__Activity__: Filter the entries below, keeping every line that has the word "canopy".

***** Task data

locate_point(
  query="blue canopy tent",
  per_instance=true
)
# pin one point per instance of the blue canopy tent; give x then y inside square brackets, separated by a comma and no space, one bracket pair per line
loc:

**********

__Task answer__:
  query="blue canopy tent",
# pin one point per instance of the blue canopy tent; give x then y inside square brackets, separated by a comma and no space, one bracket pair per line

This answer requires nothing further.